## Excerpted text

┏━━

🏡💚 One step closer toward utility justice

I moved to California in 2018, driving from the Midwest with all of my belongings packed into my little hatchback. As I began winding up and through the Sierra Nevadas, the air became filled with smoke from a distant wildfire. That night I slept in a tent I had brought with me in a small pullout on the side of the road. I woke up with bleary eyes and a raspy throat, the smell of smoke still strong and now attached to me and my clothes. I distinctly remember wondering, is this normal here?

Three months later, the Camp Fire burned Paradise and surrounding communities to the ground, killing 85 people, displacing over 50,000, and destroying more than 18,000 homes and buildings. It was soon discovered that the fire was sparked by PG&E (Pacific Gas and Electric Company), with conditions made worse by a warming climate that creates drier and more combustible fuel. This wasn’t the first time PG&E was found responsible for fires — in fact, just the previous year in October of 2017, PG&E was linked to multiple fires (Tubbs, Nuns, Adobe fires and more) in Northern California that scorched more than 245,000 acres, destroyed or damaged more than 8,900 homes, displaced 100,000 people, and killed at least 44.

In January 2019, PG&E filed for bankruptcy with more than $30 billion liabilities, the largest utility bankruptcy in U.S. history. This was a moment of reckoning — will we continue with the status quo that is prioritizing profits over safety? Or could we use this as an opportunity to transition to a different utility model, not owned by investors but by the public or a nonprofit?  

As we grappled with these questions, the Reclaim Our Power Utility Justice Campaign was born. Reclaim Our Power (ROP) is a grassroots-led coalition advocating for the full transition of PG&E from a private investor-owned utility model to a new democratized energy system (and most importantly, they are also a member of the California Green New Deal Coalition). ROP quickly took off, channeling and bringing coherence to the widespread outrage that ensued when PG&E proposed that we, the public, should bail out this corporation that has been lining the pockets of investors while their neglected infrastructure was destroying communities.

Unfortunately, that’s exactly what happened. Despite Governor Newsom threatening a public takeover, in March 2020 he approved the corporation’s reorganization plan that offered some concessions but left the business model fully intact.

While a public takeover may have still been one possible outcome, part of the challenge of that time was that there was no transition plan in place, and no clear understanding of the feasibility of how that switch could happen. That is exactly what ROP has been building in the last 5 years.

┗━━

## Entries supplied
┏━━

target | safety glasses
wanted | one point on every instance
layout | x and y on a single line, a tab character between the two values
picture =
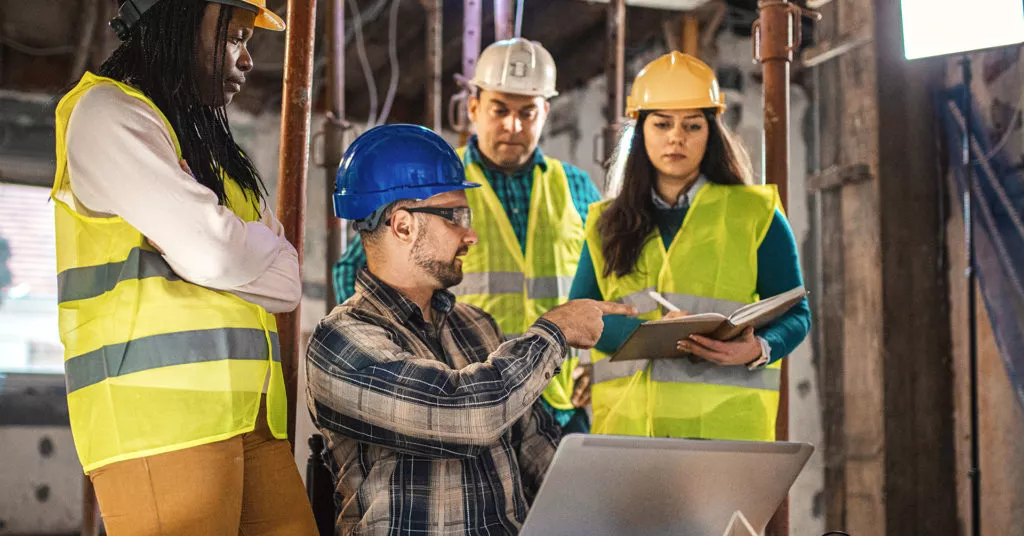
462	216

┗━━
┏━━

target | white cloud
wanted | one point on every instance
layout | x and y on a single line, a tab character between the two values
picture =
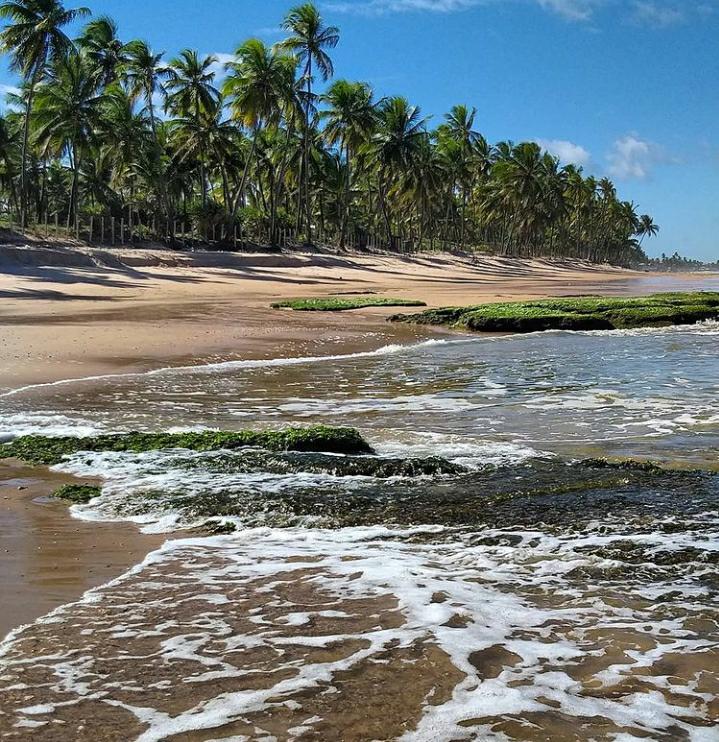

┗━━

## What to work on
1/ In the utility justice text, when did PG&E file for bankruptcy?
2/ Retype the stretch of the utility justice text from "As we grappled" through "was destroying communities.".

## Written responses
1/ January 2019

2/
As we grappled with these questions, the Reclaim Our Power Utility Justice Campaign was born. Reclaim Our Power (ROP) is a grassroots-led coalition advocating for the full transition of PG&E from a private investor-owned utility model to a new democratized energy system (and most importantly, they are also a member of the California Green New Deal Coalition). ROP quickly took off, channeling and bringing coherence to the widespread outrage that ensued when PG&E proposed that we, the public, should bail out this corporation that has been lining the pockets of investors while their neglected infrastructure was destroying communities.